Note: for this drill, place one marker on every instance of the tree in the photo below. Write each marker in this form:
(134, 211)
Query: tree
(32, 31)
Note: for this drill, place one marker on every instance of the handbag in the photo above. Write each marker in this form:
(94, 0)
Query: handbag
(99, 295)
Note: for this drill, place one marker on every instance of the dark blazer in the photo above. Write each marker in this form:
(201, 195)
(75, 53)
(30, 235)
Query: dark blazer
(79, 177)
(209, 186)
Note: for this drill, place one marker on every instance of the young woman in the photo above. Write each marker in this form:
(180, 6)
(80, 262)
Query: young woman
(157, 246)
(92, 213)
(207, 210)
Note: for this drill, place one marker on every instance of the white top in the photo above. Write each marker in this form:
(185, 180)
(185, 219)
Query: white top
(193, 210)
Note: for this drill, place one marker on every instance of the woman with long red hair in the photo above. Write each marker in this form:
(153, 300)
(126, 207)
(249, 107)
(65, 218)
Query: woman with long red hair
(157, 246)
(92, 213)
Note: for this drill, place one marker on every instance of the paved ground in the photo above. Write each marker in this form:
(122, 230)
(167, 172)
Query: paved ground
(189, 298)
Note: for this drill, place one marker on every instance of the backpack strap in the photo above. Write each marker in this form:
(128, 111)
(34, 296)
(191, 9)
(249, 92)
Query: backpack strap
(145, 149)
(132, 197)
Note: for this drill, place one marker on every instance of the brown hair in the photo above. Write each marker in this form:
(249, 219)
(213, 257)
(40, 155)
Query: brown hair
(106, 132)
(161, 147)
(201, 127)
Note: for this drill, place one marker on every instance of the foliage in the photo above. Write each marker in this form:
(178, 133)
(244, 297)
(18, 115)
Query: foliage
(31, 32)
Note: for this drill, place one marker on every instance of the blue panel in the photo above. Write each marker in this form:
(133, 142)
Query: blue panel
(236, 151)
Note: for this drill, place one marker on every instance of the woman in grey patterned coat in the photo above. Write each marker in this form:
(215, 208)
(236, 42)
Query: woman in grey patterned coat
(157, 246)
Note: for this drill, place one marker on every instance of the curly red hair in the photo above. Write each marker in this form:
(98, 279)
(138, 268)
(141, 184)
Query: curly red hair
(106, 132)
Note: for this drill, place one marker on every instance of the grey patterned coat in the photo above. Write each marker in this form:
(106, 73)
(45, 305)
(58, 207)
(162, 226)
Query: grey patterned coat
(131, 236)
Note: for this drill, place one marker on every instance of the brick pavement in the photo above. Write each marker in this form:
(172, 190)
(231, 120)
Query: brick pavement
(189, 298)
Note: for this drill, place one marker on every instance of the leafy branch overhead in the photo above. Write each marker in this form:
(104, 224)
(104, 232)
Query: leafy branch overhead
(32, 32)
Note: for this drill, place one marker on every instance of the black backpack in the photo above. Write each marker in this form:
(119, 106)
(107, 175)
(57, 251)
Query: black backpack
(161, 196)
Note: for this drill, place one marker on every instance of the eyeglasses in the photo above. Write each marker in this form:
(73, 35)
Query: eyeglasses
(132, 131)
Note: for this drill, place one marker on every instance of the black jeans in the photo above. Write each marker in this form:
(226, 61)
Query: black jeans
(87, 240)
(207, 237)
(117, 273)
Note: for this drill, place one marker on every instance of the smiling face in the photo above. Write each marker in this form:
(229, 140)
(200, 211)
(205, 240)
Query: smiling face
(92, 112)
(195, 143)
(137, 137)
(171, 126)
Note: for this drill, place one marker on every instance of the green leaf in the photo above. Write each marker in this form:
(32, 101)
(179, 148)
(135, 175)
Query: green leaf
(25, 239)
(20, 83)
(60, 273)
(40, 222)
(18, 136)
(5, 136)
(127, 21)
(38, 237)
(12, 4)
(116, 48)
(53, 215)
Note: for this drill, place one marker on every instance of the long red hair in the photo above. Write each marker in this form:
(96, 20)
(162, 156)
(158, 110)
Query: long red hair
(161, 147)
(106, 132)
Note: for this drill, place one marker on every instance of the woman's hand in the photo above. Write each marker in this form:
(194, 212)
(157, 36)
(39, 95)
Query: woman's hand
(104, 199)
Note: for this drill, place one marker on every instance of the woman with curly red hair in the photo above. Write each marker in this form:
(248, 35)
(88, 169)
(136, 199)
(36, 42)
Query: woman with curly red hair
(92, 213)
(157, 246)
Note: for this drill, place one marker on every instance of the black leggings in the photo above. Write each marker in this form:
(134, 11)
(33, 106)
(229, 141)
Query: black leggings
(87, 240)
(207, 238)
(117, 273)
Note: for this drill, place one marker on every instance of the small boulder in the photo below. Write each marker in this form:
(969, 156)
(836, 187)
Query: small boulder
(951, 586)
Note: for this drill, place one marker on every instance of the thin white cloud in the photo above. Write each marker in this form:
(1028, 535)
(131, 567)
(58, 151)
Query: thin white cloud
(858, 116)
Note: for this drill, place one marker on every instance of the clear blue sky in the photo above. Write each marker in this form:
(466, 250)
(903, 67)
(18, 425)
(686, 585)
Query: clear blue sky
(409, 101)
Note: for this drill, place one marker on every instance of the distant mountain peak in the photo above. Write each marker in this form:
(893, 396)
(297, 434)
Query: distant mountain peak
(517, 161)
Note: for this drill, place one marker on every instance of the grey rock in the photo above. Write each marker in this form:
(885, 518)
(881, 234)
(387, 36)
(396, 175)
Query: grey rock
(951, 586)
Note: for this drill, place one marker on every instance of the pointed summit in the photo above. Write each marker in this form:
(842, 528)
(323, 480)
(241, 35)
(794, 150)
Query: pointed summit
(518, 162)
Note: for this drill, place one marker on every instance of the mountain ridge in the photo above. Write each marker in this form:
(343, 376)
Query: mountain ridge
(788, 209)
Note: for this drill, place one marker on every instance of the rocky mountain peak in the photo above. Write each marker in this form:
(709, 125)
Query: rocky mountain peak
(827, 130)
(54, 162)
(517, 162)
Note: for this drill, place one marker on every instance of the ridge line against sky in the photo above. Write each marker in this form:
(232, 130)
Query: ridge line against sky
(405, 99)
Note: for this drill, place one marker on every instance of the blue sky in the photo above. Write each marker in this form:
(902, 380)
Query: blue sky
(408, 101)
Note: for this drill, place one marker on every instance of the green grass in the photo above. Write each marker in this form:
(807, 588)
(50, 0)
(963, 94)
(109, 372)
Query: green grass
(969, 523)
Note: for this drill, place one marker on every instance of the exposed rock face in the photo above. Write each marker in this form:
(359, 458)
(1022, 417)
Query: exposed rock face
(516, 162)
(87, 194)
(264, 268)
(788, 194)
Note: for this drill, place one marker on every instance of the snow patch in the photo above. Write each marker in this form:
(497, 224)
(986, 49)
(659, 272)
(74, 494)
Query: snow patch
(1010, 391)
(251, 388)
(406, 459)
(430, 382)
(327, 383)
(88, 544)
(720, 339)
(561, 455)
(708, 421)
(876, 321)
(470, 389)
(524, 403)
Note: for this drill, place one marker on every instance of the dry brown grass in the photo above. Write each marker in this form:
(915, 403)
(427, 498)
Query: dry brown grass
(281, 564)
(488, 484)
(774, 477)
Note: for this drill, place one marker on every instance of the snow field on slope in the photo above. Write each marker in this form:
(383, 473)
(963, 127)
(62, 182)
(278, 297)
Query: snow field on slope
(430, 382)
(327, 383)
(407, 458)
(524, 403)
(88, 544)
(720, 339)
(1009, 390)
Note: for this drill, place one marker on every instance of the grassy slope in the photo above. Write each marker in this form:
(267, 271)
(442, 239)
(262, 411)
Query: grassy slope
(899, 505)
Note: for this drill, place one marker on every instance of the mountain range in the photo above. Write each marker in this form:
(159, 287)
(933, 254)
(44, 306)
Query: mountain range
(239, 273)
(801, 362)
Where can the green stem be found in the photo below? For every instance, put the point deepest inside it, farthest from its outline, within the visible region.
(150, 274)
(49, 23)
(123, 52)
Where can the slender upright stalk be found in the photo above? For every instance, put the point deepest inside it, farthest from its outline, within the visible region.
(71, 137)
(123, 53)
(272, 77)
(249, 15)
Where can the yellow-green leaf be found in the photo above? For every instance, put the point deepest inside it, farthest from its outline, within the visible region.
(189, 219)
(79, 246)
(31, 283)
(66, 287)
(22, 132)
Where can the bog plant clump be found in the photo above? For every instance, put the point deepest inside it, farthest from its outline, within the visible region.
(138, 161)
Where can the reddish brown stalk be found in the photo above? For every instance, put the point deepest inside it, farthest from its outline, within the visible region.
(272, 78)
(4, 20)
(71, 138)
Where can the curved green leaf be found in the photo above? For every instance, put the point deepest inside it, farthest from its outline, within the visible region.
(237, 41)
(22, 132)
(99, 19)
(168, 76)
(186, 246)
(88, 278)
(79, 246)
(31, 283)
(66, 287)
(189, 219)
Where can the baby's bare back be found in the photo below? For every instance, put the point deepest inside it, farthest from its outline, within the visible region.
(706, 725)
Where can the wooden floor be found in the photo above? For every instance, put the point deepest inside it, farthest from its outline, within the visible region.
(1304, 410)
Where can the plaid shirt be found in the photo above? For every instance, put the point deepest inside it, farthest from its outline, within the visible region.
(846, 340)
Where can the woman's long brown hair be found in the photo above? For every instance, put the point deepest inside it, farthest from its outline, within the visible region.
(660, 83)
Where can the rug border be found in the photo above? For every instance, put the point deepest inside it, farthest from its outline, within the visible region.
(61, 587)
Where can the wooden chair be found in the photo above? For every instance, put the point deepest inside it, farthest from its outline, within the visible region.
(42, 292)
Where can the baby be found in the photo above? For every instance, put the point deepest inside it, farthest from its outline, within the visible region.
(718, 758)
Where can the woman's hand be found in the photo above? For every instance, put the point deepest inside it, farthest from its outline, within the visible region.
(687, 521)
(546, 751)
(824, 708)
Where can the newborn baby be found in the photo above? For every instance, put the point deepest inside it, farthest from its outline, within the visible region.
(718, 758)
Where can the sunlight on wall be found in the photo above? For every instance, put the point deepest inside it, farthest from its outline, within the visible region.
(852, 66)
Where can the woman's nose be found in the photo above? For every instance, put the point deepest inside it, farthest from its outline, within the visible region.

**EXERCISE**:
Starting at the line that contains "Where can the rug", output each remaining line of the listing, the last line included, exactly as it appears.

**RESPONSE TO THIS TASK**:
Where can the rug border be found in the photo above? For every instance, put the point deepest inside it, farthest from its outline, within the visible region.
(61, 587)
Where can the wooden chair be found in the photo above? For every instance, put the point deepest inside it, farthest from its outline, within the visible region.
(42, 292)
Where can the baby be found in the photo above? For every instance, put the point deepest inside it, farthest from its outline, within the visible region.
(718, 758)
Where can the woman's hand be found in the photo above? For every instance, put the point deepest inside it, farthest from its outline, within the visible region.
(687, 521)
(546, 751)
(824, 708)
Where can the newborn baby be found in the photo above? For every instance, put the point deepest inside it, farthest from its outline, within the visible region.
(718, 758)
Where can the sunlight on wall be found in the photo above? For every instance, put the point deepest inside it, farthest from its outline, within the visible region.
(852, 66)
Where can the woman's nose be found in the photo above? For every instance, put the point deepest inside it, farthest from its outline, within the visible region.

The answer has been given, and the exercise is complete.